_Page excerpt:_

((

Virtual memory address space on 64-bit systems is very large, 64 bits worth in fact, compared to 32 bits in the 32-bit systems counterpart. However, physical memory is limited to a size much smaller in most cases. Using more virtual memory address space does not really cost the application anything, but using more physical memory would. Therefore, instead of using more physical memory and perform expensive copies, we map two different virtual memory addresses to the same physical memory address. Think of it as a mirror of the original arraylet, where any modification to the newly mapped address will reflect the original array data. The following figure depicts this architecture. Figure 5 captures the main advantage of double mapping explained earlier; we show original data as red rectangles and data being modified as green rectangles. Whenever an element is modified in the contiguous region of memory (green), that is reflected on the physical memory (not shown) which is then reflected in the arraylet leaves that are stored in the heap; hence, no need to copy data over.

Figure 5: Double Mapping Example

With this additional feature to represent arraylets, we no longer make use of the hybrid layout. Whenever the number of elements of an array is not a multiple of a region size, the remainder elements occupy an entire region (arraylet leaf) leaving the remainder space unutilized. Whereas before, every leaf of an arraylet was 100% occupied with array data. Figure 5 shows this behavior where the last araylet leaf is roughly half full. Note that only the part containing arraylet data is double mapped.

Now, whenever JNI or JIT uses arraylets, they won’t need to create and copy element by element to a temporary array. The double mapping is created as soon as the array in the Java program is instantiated. Therefore, JNI and JIT only need to reference the contiguous memory double mapped mirror of the original array. By doing so, it saves a lot of time because the contiguous view of the array which is chucked in its arraylet leaves was already created and only needs to be referenced by JNI and/or JIT.

Prior to implementation, we conducted some experiments to prove our initial concept. These results are demonstrated in the next section. After analysing the results and their effect on the existing code base, we decided to implement approach 1 for the Linux version. We explain why in “Preliminary Experiments and Results” section. Even though Windows does not support calls to mmap, we were able to implement a version for it which follows the same principles as the Linux version.

))

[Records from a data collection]
((

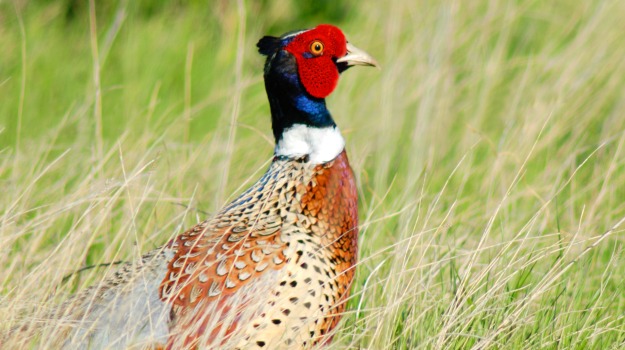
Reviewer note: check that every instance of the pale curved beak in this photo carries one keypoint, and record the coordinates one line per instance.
(357, 57)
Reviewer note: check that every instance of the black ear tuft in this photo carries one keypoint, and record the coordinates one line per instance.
(268, 45)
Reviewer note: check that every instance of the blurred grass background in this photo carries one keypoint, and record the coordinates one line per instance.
(488, 151)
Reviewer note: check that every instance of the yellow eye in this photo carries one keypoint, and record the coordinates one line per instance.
(316, 48)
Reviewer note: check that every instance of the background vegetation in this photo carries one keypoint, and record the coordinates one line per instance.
(488, 152)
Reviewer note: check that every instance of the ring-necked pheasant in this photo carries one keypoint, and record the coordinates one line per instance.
(273, 268)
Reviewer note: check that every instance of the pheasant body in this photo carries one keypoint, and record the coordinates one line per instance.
(272, 269)
(291, 240)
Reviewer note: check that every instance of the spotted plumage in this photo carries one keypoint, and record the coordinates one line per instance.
(273, 268)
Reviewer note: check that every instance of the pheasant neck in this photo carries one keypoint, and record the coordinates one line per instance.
(302, 124)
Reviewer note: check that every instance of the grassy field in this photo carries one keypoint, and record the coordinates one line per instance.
(488, 152)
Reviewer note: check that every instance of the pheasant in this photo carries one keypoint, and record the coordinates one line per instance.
(273, 268)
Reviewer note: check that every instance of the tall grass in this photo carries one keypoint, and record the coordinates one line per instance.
(488, 151)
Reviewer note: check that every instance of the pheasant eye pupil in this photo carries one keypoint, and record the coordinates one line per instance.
(316, 48)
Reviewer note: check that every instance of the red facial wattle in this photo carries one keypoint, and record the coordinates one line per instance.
(318, 74)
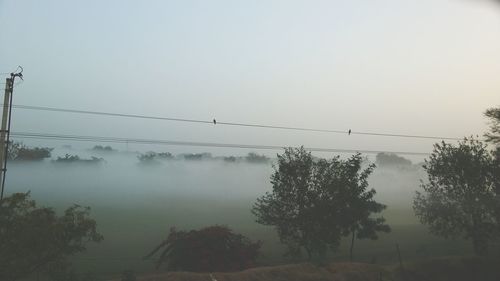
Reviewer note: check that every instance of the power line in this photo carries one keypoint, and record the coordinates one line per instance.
(30, 135)
(379, 134)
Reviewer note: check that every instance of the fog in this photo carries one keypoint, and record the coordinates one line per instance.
(135, 203)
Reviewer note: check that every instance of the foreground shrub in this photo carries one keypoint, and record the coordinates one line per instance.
(213, 248)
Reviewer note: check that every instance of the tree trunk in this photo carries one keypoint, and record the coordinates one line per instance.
(352, 244)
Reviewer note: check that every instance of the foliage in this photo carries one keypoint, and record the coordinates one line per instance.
(197, 156)
(19, 151)
(76, 159)
(494, 115)
(214, 248)
(460, 198)
(391, 159)
(253, 157)
(315, 202)
(36, 239)
(128, 275)
(230, 159)
(152, 157)
(101, 148)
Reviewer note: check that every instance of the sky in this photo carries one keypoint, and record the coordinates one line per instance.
(427, 67)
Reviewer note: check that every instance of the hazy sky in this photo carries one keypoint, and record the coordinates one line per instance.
(428, 67)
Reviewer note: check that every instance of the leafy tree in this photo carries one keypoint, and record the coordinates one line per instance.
(460, 198)
(314, 202)
(494, 115)
(214, 248)
(35, 239)
(19, 151)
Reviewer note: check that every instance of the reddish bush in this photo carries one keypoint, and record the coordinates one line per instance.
(214, 248)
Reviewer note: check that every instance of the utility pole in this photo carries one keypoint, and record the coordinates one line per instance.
(5, 130)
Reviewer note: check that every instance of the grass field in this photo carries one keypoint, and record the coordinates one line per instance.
(135, 206)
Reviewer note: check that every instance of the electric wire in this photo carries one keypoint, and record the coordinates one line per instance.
(239, 124)
(32, 135)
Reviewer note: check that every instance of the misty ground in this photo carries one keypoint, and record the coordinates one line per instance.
(135, 205)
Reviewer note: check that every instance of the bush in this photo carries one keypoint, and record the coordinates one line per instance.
(256, 158)
(213, 248)
(18, 151)
(76, 159)
(101, 148)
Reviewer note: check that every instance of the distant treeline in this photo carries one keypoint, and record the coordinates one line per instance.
(20, 152)
(156, 157)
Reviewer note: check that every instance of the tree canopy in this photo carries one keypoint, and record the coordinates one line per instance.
(36, 239)
(460, 198)
(494, 115)
(314, 202)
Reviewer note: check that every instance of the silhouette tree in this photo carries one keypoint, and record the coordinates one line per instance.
(460, 198)
(34, 239)
(494, 115)
(214, 248)
(315, 202)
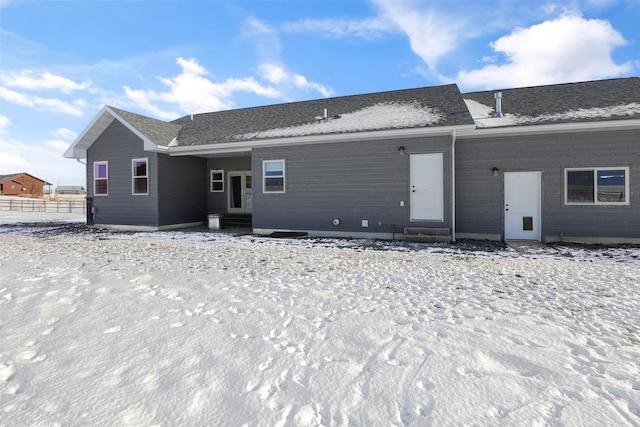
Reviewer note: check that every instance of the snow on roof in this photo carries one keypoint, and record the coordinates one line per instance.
(482, 114)
(380, 116)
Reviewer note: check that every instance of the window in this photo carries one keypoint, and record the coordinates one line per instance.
(597, 186)
(100, 178)
(273, 176)
(140, 177)
(217, 181)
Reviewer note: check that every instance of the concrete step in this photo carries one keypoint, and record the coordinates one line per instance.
(427, 234)
(237, 221)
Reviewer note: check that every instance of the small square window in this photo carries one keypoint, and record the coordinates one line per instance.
(273, 176)
(101, 178)
(140, 178)
(217, 181)
(597, 186)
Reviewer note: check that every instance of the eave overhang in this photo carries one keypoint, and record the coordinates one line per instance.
(78, 149)
(247, 146)
(573, 127)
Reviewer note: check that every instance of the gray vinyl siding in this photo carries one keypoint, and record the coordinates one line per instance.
(217, 201)
(347, 181)
(177, 184)
(118, 146)
(182, 189)
(479, 194)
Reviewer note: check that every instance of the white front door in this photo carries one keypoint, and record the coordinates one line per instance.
(240, 195)
(522, 201)
(426, 187)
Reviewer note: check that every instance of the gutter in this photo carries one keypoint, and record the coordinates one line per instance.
(533, 129)
(247, 146)
(453, 185)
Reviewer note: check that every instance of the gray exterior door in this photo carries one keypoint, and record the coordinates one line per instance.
(426, 187)
(522, 202)
(240, 193)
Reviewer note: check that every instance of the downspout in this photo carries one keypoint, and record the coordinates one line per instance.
(453, 185)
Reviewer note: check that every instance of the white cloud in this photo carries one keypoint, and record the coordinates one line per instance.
(279, 76)
(39, 103)
(368, 28)
(64, 133)
(569, 48)
(4, 124)
(43, 160)
(193, 92)
(57, 145)
(432, 34)
(27, 79)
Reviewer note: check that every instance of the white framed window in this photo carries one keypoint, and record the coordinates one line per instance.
(100, 178)
(596, 186)
(273, 176)
(217, 181)
(140, 177)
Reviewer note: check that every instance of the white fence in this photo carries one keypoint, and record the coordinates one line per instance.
(41, 205)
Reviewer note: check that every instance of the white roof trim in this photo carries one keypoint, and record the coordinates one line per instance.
(551, 128)
(247, 146)
(78, 149)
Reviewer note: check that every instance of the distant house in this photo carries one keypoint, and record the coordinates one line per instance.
(65, 190)
(547, 163)
(22, 184)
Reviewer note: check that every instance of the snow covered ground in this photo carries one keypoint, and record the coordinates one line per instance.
(202, 328)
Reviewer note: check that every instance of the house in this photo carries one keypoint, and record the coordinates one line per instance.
(547, 163)
(22, 184)
(64, 190)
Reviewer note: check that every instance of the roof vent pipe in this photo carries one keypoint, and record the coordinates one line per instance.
(498, 96)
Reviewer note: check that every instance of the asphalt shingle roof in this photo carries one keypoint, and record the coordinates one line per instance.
(161, 133)
(254, 123)
(615, 99)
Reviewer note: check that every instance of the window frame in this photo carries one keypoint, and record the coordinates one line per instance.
(280, 176)
(105, 179)
(595, 201)
(212, 181)
(134, 177)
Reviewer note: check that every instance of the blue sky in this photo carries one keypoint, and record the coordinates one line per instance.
(61, 61)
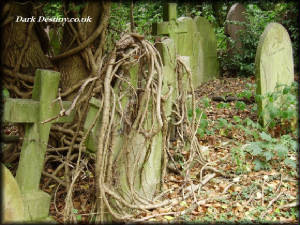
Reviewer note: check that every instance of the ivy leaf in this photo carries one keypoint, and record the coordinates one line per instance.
(266, 137)
(255, 149)
(281, 150)
(290, 162)
(5, 93)
(258, 165)
(269, 155)
(169, 217)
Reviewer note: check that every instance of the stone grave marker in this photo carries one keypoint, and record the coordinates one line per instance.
(32, 112)
(149, 180)
(235, 14)
(13, 206)
(193, 38)
(205, 59)
(273, 63)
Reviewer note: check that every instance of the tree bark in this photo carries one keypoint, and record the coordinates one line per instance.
(21, 45)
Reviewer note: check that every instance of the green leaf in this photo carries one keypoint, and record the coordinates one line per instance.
(266, 137)
(290, 162)
(240, 105)
(281, 150)
(169, 217)
(78, 217)
(258, 165)
(5, 93)
(75, 211)
(237, 119)
(269, 155)
(255, 149)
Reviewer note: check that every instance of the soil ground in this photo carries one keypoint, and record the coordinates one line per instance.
(230, 194)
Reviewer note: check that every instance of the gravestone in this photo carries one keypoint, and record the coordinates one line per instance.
(205, 59)
(149, 180)
(32, 112)
(273, 63)
(12, 202)
(236, 14)
(194, 38)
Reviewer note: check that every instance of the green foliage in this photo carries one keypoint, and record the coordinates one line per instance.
(267, 149)
(223, 105)
(53, 9)
(282, 108)
(144, 15)
(240, 105)
(5, 93)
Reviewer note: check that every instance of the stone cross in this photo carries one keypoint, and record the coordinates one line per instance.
(32, 112)
(274, 65)
(169, 26)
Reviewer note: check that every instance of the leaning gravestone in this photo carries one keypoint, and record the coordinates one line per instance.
(193, 38)
(273, 63)
(32, 112)
(236, 14)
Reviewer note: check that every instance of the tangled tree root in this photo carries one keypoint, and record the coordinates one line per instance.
(143, 115)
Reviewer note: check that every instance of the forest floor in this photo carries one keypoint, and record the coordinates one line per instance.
(228, 188)
(229, 192)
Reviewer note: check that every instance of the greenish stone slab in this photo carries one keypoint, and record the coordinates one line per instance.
(236, 13)
(12, 202)
(169, 11)
(205, 63)
(273, 64)
(196, 39)
(33, 112)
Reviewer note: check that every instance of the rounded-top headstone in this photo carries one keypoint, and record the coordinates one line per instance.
(273, 62)
(205, 51)
(236, 13)
(13, 206)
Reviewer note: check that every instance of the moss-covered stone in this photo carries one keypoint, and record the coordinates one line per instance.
(273, 63)
(12, 202)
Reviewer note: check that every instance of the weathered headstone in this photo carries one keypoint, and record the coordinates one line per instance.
(32, 112)
(236, 14)
(273, 63)
(205, 61)
(12, 202)
(193, 38)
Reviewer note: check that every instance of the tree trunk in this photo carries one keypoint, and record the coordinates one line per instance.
(76, 67)
(20, 42)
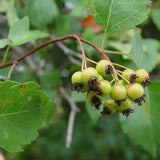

))

_Exercise description:_ Reproduce word for word the stretch of the double-mapping excerpt from "Now, whenever JNI" through "JNI and/or JIT.".

_Answer to this task:_
Now, whenever JNI or JIT uses arraylets, they won’t need to create and copy element by element to a temporary array. The double mapping is created as soon as the array in the Java program is instantiated. Therefore, JNI and JIT only need to reference the contiguous memory double mapped mirror of the original array. By doing so, it saves a lot of time because the contiguous view of the array which is chucked in its arraylet leaves was already created and only needs to be referenced by JNI and/or JIT.